→ **PASSAGE SHOWN**
—————

Vin Scully's 'Perfect' Final Signoff Goes Viral Following His Death 

Legendary broadcaster Vin Scully's final words as a Dodgers broadcaster have gone viral following his death on Tuesday at the age of 94.

Scully, who served as the announcer for Dodgers baseball games for 67 years, died Tuesday at his Los Angeles home, the Los Angeles Dodgers announced late Tuesday evening.

The Bronx native's final signoff as a broadcaster for the U.S. baseball team in October 2016, after more than 9,000 games, has circulated on social media, gathering hundreds of thousands of views.

"You know, friends, so many people have wished me congratulations on a 67-year career in baseball, and they've wished me a wonderful retirement with my family, and now, all I can do is tell you what I wish for you," Scully, who became a baseball fan at the age of 8, said.

"May God give you, for every storm, a rainbow; for every tear, a smile; for every care, a promise; and a blessing in each trial. For every problem life seems, a faithful friend to share; for every sigh, a sweet song, and an answer for each prayer," the Hall of Fame broadcaster said at the age of 88.

Vin Scully
In this combination image, Vin Scully (Left) in 2018, Scully (Right0 pictured in 1969 and fans (Inset) leave baseballs, flowers, candles, notes to honor and celebrate the life of hall of fame broadcaster Vin Scully at a makeshift memorial under the Welcome to Dodger Stadium sign along Vin Scully Avenue after Scully passed away at age 94 in Los Angeles on Tuesday, August 2, 2022. Getty

"You and I have been friends for a long time, but I know, in my heart, I've always needed you more than you've ever needed me, and I'll miss our time together more than I can say. But, you know what, there will be a new day, and, eventually, a new year, and when the upcoming winter gives way to spring, ooh, rest assured, once again, it will be time for Dodger baseball."

—————

→ **INFORMATION**
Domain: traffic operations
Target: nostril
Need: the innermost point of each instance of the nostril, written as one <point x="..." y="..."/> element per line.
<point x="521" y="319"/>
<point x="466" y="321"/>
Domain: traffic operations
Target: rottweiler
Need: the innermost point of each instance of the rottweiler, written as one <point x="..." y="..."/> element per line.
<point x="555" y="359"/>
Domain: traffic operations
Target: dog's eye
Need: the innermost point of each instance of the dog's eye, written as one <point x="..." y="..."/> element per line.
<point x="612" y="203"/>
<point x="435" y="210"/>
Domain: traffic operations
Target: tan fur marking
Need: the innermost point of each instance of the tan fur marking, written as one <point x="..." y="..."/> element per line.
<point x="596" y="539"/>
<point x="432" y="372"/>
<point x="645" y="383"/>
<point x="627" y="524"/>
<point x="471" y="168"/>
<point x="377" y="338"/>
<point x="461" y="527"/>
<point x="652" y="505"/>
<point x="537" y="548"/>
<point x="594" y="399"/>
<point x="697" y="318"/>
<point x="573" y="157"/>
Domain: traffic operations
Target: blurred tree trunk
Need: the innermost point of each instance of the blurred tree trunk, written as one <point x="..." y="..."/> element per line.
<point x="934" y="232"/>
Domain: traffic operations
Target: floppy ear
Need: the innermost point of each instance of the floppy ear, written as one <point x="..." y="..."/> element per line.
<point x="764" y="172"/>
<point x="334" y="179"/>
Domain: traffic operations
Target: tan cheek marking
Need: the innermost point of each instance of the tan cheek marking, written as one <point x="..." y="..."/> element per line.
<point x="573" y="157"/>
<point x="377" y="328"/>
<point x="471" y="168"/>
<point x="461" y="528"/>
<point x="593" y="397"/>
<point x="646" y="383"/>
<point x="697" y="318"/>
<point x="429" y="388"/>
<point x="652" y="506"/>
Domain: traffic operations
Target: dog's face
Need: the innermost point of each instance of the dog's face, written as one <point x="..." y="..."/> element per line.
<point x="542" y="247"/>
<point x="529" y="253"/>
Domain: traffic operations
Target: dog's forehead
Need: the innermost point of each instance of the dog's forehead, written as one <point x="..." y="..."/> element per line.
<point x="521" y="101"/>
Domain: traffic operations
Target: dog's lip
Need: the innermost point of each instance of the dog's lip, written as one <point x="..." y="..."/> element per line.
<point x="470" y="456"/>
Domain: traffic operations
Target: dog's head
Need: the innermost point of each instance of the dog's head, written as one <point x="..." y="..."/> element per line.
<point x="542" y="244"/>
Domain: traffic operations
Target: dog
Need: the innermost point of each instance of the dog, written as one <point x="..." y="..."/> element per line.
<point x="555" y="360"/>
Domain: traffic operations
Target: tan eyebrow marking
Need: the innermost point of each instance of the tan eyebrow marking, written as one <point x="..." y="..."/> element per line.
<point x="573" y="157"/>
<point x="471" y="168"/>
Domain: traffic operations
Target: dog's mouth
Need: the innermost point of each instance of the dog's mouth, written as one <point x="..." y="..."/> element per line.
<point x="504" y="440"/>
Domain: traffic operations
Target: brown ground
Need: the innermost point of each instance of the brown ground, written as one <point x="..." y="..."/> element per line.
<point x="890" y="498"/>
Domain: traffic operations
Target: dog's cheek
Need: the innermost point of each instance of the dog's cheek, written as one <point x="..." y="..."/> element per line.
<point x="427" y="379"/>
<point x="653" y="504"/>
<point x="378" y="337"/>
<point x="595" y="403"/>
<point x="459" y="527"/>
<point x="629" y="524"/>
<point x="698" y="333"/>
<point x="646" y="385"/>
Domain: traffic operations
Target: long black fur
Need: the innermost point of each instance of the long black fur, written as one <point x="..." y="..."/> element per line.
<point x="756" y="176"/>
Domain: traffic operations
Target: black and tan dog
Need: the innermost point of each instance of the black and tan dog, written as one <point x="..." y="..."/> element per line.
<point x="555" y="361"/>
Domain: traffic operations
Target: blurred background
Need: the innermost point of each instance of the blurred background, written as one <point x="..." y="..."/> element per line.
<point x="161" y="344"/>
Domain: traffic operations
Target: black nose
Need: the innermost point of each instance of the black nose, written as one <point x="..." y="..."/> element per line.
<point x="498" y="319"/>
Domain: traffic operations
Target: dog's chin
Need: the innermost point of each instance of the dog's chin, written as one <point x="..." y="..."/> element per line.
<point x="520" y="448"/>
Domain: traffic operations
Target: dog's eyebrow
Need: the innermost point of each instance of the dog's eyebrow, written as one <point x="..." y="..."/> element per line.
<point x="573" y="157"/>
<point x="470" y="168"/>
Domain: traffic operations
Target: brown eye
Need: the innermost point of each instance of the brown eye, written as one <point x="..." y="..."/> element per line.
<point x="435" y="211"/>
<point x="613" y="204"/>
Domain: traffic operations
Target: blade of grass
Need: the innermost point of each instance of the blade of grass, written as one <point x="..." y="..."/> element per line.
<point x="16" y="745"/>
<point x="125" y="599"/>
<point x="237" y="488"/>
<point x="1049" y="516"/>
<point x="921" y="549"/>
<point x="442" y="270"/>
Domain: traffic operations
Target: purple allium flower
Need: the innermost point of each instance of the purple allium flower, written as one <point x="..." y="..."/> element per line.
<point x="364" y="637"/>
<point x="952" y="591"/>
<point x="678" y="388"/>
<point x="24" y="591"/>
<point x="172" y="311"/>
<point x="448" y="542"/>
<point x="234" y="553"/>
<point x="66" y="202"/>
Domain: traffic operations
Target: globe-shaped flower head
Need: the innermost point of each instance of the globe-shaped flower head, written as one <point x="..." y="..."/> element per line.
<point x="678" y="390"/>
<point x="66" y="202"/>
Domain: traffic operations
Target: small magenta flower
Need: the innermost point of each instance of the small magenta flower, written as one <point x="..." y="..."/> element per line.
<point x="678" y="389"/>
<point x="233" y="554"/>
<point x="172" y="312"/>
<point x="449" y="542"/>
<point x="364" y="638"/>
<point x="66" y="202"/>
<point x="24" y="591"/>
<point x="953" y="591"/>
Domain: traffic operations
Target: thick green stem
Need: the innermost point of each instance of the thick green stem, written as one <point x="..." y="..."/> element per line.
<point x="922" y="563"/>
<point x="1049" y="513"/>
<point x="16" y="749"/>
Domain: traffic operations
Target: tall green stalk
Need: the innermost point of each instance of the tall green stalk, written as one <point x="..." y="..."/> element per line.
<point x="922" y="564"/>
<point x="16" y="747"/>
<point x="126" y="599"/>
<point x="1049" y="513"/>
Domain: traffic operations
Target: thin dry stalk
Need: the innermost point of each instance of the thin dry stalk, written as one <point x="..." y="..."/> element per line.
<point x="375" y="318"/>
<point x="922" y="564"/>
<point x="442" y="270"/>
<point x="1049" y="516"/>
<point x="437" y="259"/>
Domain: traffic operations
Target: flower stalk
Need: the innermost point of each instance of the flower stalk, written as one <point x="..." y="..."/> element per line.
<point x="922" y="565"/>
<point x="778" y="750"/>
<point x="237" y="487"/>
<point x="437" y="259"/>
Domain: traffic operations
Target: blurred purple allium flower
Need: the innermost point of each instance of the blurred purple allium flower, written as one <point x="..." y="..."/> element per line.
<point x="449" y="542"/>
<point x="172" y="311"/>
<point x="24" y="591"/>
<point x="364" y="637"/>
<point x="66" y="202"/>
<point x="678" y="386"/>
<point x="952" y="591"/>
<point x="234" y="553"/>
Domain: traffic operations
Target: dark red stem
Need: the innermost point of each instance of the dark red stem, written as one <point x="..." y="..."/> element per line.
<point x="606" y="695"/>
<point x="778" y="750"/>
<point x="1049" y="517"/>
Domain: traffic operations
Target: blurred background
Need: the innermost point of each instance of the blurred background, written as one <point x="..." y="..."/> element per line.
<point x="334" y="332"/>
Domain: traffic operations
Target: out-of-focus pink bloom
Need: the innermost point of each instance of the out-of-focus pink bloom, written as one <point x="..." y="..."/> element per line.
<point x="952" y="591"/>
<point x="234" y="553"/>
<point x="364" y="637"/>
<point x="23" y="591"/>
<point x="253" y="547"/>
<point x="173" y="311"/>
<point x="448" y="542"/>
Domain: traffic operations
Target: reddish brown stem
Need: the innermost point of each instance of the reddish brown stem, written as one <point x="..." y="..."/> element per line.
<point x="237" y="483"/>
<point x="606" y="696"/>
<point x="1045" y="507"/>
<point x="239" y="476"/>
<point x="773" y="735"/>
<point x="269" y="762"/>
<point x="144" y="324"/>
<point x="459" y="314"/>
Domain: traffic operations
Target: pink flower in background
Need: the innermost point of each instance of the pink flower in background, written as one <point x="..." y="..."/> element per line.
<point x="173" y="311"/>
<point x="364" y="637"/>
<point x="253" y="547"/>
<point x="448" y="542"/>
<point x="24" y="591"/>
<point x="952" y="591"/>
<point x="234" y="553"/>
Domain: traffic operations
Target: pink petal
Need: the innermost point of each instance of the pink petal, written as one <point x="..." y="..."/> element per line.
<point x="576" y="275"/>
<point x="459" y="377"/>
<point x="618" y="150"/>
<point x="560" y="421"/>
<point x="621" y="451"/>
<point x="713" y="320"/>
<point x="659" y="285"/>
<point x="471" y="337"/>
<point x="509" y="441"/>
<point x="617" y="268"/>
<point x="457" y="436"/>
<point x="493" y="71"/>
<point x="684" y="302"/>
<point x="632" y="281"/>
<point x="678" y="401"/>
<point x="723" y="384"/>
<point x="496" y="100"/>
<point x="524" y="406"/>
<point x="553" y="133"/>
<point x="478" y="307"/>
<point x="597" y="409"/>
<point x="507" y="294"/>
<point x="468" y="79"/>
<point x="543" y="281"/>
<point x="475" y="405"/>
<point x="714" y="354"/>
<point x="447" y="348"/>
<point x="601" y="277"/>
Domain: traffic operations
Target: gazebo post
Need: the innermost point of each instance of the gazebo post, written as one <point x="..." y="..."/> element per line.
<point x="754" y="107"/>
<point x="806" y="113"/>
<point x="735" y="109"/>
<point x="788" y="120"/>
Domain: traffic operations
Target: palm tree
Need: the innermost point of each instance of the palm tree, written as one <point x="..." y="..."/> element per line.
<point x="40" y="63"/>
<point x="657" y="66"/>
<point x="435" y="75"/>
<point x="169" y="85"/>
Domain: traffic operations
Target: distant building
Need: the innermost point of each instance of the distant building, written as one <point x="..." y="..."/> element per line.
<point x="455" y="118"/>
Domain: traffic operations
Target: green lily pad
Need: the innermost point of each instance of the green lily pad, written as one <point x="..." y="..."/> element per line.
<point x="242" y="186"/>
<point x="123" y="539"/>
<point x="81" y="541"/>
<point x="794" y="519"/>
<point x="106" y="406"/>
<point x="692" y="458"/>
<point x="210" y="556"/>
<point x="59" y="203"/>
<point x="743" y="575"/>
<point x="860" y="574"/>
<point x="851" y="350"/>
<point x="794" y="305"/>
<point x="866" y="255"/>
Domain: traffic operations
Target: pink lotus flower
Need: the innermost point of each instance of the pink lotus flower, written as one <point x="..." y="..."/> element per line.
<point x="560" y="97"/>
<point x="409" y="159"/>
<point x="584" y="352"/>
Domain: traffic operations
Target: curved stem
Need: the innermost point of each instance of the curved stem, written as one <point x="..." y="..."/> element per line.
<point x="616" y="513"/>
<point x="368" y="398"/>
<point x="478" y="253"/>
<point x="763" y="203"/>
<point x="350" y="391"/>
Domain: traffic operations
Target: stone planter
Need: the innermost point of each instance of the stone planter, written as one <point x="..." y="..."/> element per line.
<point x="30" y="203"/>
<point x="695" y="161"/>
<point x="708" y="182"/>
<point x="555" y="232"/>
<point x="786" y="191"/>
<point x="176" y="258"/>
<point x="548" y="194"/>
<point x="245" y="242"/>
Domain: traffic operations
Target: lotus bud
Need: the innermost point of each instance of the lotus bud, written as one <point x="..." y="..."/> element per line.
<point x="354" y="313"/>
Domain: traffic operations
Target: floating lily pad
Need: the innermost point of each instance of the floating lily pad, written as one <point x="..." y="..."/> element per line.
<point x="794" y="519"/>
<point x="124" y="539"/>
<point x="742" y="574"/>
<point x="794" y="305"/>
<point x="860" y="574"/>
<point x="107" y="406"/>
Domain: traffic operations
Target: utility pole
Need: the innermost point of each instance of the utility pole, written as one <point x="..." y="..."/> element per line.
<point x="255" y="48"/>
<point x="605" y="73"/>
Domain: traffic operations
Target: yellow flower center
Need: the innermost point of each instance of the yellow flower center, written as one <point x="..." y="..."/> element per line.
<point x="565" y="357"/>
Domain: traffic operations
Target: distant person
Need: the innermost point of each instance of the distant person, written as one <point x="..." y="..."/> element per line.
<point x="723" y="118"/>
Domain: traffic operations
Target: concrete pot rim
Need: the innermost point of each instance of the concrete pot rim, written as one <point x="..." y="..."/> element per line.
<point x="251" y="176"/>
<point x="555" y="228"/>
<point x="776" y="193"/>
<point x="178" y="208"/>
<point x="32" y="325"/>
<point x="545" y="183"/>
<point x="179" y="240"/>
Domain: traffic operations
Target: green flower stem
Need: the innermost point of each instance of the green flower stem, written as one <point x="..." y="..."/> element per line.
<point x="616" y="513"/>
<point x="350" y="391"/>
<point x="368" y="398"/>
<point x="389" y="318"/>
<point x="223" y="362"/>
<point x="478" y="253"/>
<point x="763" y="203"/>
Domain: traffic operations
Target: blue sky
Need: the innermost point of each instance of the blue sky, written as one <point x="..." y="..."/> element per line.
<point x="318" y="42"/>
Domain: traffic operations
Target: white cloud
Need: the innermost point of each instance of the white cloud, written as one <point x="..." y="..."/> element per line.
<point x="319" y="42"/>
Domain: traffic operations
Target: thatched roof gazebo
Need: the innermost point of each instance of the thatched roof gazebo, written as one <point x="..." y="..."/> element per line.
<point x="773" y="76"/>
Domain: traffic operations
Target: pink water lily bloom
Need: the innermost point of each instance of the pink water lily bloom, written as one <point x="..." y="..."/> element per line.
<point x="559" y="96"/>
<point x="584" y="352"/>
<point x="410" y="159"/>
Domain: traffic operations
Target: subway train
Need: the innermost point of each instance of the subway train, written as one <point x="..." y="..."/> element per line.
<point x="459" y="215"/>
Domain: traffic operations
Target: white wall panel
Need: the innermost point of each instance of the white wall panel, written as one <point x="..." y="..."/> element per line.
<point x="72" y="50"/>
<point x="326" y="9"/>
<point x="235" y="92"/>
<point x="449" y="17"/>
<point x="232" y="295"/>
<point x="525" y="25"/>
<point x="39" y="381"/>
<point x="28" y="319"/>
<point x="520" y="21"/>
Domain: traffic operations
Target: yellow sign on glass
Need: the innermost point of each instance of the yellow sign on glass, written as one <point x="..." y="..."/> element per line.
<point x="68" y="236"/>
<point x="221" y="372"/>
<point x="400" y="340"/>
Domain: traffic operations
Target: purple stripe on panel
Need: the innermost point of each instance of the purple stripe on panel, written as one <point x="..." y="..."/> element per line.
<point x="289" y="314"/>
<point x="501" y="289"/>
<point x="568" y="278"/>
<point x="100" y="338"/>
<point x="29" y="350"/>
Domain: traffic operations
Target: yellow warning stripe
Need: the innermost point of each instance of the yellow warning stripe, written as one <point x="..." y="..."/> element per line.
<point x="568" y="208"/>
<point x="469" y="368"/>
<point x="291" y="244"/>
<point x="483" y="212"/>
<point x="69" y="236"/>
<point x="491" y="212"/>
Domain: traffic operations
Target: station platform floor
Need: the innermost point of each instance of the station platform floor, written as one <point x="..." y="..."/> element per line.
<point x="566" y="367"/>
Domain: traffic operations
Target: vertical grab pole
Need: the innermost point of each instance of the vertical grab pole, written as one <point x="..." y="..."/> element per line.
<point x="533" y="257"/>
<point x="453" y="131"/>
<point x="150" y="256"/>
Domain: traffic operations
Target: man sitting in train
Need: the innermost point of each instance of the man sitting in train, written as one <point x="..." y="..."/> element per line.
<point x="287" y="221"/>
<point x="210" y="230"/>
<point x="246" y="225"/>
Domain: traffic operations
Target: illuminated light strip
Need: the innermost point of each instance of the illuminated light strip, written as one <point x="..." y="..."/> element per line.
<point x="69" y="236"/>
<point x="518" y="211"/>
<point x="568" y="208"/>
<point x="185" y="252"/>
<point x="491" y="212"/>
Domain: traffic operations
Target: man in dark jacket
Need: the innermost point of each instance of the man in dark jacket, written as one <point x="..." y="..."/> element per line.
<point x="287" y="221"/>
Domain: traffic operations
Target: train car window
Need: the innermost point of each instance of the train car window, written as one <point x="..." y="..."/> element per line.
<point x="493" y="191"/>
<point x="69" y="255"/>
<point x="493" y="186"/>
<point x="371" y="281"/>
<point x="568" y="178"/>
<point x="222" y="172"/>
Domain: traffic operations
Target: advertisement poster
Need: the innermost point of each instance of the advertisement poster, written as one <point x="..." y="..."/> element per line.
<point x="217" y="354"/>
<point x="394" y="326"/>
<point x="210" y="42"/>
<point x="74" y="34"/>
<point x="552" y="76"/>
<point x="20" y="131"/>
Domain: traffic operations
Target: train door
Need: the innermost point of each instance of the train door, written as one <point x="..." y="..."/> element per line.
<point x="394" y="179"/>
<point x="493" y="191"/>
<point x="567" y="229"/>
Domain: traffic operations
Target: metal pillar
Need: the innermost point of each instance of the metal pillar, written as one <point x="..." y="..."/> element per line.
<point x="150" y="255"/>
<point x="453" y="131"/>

—————

→ **PROBLEM TO SOLVE**
According to the article about Vin Scully, for how many years was he the announcer for Dodgers baseball games?

→ **RESULT FOR THIS EXERCISE**
67 years